+++ 本文抜粋 +++
ロードセルはR1,R2,R3もひずみゲージになっています。
ホイーストンブリッジは微小な抵抗変化を検出するのに適した回路でVOUTは
VOUT = VIN(RG R2 – R1 R3)/((RG + R1)(R2 + R3)) になります。
ひずみゲージに重さ(荷重)を加えない時の抵抗値はRG = R1 = R2 = R3 の時VOUTの両端は0[V]です。
ひずみゲージに重さを加えると RG が微小に変化します。それによりVOUTには数uV~数十uVの電圧が現れます。
その電圧をアンプ回路で増幅しA/Dコンバーターなどでデーターを読み込みます。
ひずみゲージの重さとRGの抵抗の変化の直線性がとても良いので、精密な重さが計測されます。
+++ リスト抜粋 +++
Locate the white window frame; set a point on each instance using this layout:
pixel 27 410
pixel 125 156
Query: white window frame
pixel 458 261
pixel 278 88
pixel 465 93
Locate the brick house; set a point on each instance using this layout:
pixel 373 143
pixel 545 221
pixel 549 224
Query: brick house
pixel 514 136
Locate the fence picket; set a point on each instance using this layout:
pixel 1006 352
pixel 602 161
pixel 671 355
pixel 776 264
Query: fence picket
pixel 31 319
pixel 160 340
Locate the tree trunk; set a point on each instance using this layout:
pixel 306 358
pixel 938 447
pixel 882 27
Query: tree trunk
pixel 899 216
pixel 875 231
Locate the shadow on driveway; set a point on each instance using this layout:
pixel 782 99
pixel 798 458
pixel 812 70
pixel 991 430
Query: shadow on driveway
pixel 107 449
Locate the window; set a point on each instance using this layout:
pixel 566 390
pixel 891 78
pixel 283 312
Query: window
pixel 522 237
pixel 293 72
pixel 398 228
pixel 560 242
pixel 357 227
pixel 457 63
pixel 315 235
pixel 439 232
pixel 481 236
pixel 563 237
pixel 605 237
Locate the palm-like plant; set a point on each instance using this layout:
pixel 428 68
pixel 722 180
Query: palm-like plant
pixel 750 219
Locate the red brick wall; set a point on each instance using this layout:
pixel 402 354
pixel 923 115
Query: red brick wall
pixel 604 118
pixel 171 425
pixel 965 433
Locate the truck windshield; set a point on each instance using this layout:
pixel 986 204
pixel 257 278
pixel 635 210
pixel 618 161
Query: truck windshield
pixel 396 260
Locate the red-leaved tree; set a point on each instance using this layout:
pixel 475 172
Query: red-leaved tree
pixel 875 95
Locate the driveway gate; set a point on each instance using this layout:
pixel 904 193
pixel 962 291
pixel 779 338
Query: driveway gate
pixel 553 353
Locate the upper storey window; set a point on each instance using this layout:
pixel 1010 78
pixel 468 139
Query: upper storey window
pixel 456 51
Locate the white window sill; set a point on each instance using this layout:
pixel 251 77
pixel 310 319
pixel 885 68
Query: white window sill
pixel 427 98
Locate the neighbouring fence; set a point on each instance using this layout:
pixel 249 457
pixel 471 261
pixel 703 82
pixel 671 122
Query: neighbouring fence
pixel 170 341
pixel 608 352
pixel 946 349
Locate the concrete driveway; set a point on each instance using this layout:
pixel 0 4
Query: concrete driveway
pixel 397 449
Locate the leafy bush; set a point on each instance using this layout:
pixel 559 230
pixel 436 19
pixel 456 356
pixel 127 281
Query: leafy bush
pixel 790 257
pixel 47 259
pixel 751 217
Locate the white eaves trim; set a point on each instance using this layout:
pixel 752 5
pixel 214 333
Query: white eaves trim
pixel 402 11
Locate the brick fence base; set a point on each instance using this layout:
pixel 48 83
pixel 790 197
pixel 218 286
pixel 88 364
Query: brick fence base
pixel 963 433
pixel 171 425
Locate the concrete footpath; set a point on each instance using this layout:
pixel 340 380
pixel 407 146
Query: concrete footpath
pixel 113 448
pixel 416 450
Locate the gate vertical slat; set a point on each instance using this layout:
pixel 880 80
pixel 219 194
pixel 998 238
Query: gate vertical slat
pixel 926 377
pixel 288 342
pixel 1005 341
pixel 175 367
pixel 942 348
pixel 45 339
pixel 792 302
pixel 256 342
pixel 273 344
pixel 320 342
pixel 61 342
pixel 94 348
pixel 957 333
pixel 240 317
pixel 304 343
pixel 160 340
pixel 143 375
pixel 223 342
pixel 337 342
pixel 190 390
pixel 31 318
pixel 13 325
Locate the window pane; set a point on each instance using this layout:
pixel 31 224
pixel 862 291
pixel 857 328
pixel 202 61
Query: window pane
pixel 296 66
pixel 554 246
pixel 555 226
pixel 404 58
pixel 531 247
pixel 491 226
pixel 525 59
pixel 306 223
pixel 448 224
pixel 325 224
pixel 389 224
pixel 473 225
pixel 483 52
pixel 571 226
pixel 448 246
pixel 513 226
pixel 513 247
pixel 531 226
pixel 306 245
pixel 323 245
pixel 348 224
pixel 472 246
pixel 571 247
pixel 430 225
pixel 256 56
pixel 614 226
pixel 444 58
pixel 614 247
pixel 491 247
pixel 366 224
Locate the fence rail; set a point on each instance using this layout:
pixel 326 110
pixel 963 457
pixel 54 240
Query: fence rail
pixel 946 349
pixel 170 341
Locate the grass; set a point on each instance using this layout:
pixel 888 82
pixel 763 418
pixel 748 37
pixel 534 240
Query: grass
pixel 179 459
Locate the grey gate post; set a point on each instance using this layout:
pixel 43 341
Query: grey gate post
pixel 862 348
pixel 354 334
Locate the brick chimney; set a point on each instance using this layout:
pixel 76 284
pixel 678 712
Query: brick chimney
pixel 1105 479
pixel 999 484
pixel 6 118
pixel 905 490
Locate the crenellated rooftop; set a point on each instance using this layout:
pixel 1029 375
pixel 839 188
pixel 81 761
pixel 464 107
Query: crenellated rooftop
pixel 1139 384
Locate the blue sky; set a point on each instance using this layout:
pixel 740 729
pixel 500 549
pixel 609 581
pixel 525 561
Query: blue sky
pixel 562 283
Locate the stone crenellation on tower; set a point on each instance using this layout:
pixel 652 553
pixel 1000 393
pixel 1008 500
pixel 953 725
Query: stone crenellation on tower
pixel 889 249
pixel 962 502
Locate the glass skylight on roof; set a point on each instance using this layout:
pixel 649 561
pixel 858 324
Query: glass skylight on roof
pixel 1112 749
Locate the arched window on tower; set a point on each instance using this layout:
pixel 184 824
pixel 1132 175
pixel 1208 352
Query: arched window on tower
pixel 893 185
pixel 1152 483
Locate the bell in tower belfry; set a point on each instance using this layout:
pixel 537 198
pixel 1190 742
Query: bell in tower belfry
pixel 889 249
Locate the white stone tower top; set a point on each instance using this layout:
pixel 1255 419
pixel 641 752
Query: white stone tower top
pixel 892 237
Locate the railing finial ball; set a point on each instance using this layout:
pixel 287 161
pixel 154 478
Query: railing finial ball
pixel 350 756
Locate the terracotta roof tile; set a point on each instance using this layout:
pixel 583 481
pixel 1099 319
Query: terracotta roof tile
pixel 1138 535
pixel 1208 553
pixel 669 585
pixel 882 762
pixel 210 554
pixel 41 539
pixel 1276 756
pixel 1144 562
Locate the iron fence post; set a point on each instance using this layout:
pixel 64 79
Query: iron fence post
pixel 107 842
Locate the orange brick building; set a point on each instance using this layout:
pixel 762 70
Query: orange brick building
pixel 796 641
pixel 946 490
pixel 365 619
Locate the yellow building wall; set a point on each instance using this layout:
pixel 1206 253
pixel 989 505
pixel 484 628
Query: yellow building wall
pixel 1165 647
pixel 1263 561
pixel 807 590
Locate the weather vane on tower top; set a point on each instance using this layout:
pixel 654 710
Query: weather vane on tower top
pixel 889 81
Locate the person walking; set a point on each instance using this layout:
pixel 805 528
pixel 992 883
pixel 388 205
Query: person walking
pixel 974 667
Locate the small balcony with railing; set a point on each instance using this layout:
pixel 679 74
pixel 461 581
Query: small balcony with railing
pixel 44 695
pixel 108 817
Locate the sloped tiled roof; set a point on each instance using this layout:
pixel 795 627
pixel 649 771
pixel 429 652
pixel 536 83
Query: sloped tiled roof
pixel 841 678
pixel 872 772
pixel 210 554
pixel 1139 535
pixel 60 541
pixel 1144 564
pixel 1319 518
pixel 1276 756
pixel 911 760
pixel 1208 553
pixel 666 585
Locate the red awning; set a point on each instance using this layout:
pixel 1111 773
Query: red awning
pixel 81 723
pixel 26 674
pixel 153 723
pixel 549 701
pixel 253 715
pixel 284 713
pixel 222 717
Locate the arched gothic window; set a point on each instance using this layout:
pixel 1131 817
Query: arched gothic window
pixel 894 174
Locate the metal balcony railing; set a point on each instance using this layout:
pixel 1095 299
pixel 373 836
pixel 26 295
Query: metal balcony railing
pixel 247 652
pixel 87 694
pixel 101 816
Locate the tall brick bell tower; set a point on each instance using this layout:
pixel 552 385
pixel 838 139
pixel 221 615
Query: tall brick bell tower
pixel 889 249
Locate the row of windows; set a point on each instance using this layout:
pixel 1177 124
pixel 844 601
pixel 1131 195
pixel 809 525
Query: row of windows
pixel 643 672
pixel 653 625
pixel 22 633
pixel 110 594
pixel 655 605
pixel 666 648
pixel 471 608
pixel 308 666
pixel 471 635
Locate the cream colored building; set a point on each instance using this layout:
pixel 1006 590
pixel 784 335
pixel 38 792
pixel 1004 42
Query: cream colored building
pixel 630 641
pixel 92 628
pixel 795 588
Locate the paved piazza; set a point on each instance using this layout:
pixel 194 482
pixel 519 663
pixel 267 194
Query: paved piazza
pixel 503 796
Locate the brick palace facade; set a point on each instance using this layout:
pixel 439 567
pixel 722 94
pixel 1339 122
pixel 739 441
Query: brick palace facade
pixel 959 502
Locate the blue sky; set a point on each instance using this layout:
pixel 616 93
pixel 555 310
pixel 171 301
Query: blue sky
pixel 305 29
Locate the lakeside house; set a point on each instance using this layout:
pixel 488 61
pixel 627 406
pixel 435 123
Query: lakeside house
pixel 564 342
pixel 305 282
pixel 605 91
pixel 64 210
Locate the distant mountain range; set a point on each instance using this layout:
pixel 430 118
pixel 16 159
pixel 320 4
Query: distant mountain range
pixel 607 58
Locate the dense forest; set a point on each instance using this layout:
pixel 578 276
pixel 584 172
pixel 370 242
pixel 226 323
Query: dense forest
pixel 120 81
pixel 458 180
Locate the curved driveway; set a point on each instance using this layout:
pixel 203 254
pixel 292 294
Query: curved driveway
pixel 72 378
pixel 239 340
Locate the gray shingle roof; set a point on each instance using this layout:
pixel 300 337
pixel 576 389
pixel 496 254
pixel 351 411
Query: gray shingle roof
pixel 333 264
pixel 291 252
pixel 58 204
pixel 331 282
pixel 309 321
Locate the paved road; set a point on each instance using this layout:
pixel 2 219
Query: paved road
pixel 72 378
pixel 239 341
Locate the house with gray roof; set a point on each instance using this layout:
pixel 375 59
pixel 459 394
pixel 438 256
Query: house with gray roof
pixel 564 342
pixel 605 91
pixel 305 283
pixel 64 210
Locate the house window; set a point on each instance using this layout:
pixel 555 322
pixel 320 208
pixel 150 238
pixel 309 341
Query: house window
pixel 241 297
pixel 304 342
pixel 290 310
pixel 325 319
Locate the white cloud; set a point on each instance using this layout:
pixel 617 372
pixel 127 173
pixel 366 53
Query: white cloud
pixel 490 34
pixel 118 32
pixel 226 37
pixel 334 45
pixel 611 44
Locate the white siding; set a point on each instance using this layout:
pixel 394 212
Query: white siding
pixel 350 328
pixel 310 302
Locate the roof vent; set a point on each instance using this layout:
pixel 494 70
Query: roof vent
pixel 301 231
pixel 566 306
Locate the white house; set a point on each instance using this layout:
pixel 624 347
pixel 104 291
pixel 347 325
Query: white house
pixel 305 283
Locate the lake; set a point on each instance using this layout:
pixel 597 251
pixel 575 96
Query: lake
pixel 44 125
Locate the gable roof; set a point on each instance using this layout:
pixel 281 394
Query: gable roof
+++
# 練習問題:
- 1) ロードセルの重さ計測についての本文を二文で要約せよ。
- 2) ロードセルの重さ計測についての本文を、最後の文の後から書き継げ。

# 各問の解答:
- 1) ロードセルはR1、R2、R3もひずみゲージになっており、微小な抵抗変化の検出に適したホイーストンブリッジでは、荷重を加えずRG = R1 = R2 = R3のときVOUTの両端は0Vになる。重さを加えるとRGが微小に変化してVOUTに数uV～数十uVの電圧が現れ、それをアンプ回路で増幅しA/Dコンバーターなどで読み込むが、重さとRGの抵抗変化の直線性がとても良いので精密な重さが計測される。

- 2)
各回路の説明
VIN発生回路
VINの変動はそのままVOUTの変動につながりますので、安定化電源回路を使います。
電圧は10V程度までで、それ以上にすると、ひずみゲージ自体の発熱によるドリフトが影響してしまいます。
電源の出力電流はひずみゲージの抵抗(100Ω~1000Ω)を駆動するため十分な値とします。
電源電圧が±両電源の時はVINの-側はたとえば-5[V],+側は5[V]にすると、重さを加えない時の電圧が0[V]になる為、回路の考え方が簡単になります。単電源の場合には、VIN電圧の1/2の中点電圧を作りその電圧を重さが無い時の電圧として回路設計をします。
シールド
ロードセルとアンプ回路の距離が長い時はVINとVOUTの線を商用周波数の誘導等から守るためシールドをします。このときのシールド電位は両電源の時は0[V],方電源の時は電源電圧の1/2の中点電圧にします。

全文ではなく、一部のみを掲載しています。